## MATERIAL PROVIDED:
■ ■ ■

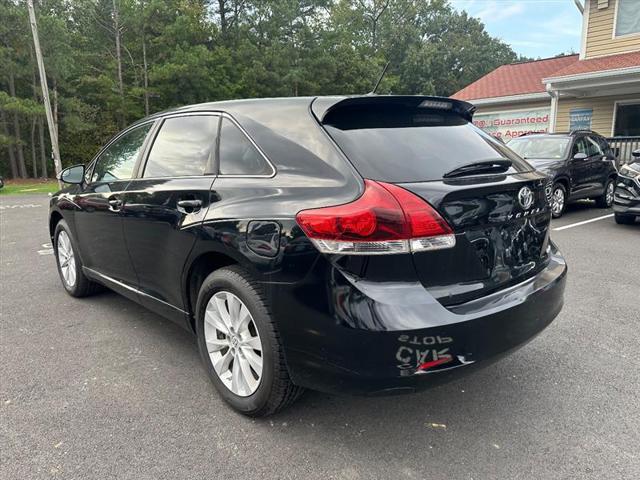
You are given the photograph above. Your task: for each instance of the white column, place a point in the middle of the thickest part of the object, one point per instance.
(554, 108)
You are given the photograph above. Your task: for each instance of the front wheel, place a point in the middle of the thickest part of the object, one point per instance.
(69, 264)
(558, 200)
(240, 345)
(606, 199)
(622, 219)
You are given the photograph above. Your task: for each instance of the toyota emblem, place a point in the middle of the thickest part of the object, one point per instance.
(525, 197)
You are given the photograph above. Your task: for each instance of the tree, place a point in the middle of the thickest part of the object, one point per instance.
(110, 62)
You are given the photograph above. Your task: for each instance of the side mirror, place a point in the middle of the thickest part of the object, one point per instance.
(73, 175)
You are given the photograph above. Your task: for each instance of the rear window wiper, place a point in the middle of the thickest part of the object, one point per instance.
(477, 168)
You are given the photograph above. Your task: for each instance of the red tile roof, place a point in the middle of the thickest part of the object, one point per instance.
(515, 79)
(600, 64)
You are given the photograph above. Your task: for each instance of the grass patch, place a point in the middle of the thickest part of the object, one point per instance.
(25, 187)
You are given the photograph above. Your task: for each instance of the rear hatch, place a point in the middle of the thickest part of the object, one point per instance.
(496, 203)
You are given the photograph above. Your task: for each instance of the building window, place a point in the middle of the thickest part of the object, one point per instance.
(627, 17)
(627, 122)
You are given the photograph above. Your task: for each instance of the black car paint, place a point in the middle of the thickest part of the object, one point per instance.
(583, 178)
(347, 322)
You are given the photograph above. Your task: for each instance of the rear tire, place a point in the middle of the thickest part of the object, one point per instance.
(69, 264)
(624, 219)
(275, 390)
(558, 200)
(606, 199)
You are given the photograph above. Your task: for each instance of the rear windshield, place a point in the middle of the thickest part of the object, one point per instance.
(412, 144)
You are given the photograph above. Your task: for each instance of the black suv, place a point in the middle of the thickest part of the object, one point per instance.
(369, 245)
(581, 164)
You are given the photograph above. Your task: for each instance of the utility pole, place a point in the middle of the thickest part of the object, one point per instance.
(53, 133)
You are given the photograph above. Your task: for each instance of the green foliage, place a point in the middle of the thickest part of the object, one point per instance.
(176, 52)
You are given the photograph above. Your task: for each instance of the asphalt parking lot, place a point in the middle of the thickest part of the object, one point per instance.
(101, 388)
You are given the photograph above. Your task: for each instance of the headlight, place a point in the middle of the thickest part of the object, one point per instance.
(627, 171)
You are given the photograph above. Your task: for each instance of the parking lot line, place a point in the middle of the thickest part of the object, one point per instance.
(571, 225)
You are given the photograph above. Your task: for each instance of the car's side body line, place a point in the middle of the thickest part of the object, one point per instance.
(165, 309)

■ ■ ■

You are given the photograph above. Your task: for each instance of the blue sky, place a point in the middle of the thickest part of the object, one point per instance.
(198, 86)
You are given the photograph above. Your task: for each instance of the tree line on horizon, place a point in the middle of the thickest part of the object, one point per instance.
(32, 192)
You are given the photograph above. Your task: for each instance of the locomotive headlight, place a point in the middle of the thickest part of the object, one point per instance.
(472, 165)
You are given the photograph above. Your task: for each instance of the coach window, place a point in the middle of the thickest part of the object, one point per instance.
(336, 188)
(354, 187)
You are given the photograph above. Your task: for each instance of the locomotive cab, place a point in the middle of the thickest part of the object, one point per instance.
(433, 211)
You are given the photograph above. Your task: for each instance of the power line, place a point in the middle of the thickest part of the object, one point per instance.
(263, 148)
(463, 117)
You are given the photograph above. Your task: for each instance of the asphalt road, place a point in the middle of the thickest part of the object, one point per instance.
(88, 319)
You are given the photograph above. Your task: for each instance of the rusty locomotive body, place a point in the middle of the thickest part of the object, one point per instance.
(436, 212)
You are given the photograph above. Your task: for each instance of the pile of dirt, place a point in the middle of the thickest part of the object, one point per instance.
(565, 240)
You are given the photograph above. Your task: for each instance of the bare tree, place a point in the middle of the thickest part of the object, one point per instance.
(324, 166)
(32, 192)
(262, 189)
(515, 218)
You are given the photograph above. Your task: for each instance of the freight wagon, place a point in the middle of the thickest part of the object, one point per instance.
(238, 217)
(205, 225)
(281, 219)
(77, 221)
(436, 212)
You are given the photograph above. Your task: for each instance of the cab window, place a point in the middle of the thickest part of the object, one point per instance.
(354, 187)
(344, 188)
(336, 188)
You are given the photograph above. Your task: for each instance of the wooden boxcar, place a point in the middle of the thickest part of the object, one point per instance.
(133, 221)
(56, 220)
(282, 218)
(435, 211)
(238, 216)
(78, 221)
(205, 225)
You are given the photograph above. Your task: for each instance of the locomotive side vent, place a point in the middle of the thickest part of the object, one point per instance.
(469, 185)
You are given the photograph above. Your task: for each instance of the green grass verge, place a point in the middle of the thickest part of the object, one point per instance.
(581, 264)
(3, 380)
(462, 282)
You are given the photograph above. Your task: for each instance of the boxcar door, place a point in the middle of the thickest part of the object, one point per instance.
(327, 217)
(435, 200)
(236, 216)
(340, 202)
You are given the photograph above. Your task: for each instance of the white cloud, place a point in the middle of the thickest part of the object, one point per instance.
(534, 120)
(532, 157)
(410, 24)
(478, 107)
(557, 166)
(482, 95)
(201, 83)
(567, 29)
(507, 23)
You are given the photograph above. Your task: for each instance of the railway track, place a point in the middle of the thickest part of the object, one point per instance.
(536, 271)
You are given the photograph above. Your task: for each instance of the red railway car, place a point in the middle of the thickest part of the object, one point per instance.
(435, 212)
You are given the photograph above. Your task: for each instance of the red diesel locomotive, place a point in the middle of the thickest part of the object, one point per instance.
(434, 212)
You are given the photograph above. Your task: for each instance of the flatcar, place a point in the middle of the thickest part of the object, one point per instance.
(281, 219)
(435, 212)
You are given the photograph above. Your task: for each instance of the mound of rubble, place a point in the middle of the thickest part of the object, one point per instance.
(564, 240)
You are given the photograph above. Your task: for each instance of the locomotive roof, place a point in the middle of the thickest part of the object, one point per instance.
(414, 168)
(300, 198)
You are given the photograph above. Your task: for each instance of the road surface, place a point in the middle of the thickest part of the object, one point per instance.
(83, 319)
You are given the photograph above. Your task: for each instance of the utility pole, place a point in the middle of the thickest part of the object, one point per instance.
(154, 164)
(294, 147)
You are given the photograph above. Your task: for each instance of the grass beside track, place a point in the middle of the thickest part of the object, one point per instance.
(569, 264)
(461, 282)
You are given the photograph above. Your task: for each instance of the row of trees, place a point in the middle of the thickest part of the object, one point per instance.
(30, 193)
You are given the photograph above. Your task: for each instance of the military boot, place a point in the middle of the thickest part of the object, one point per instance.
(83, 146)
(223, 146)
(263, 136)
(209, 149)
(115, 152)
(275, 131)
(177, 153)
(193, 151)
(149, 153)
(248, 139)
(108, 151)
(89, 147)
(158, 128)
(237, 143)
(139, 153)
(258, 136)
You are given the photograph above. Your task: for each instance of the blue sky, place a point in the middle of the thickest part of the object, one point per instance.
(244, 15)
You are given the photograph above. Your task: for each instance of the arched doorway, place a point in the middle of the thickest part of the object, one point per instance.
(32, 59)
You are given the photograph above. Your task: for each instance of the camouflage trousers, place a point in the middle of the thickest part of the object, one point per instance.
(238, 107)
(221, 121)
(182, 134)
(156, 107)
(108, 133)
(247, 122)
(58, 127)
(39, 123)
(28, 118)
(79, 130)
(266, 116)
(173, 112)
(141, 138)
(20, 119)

■ ■ ■

## EXERCISE:
How many lines in the entries above contain the word "green"? Reply with the number alone.

## WRITTEN SOLUTION:
2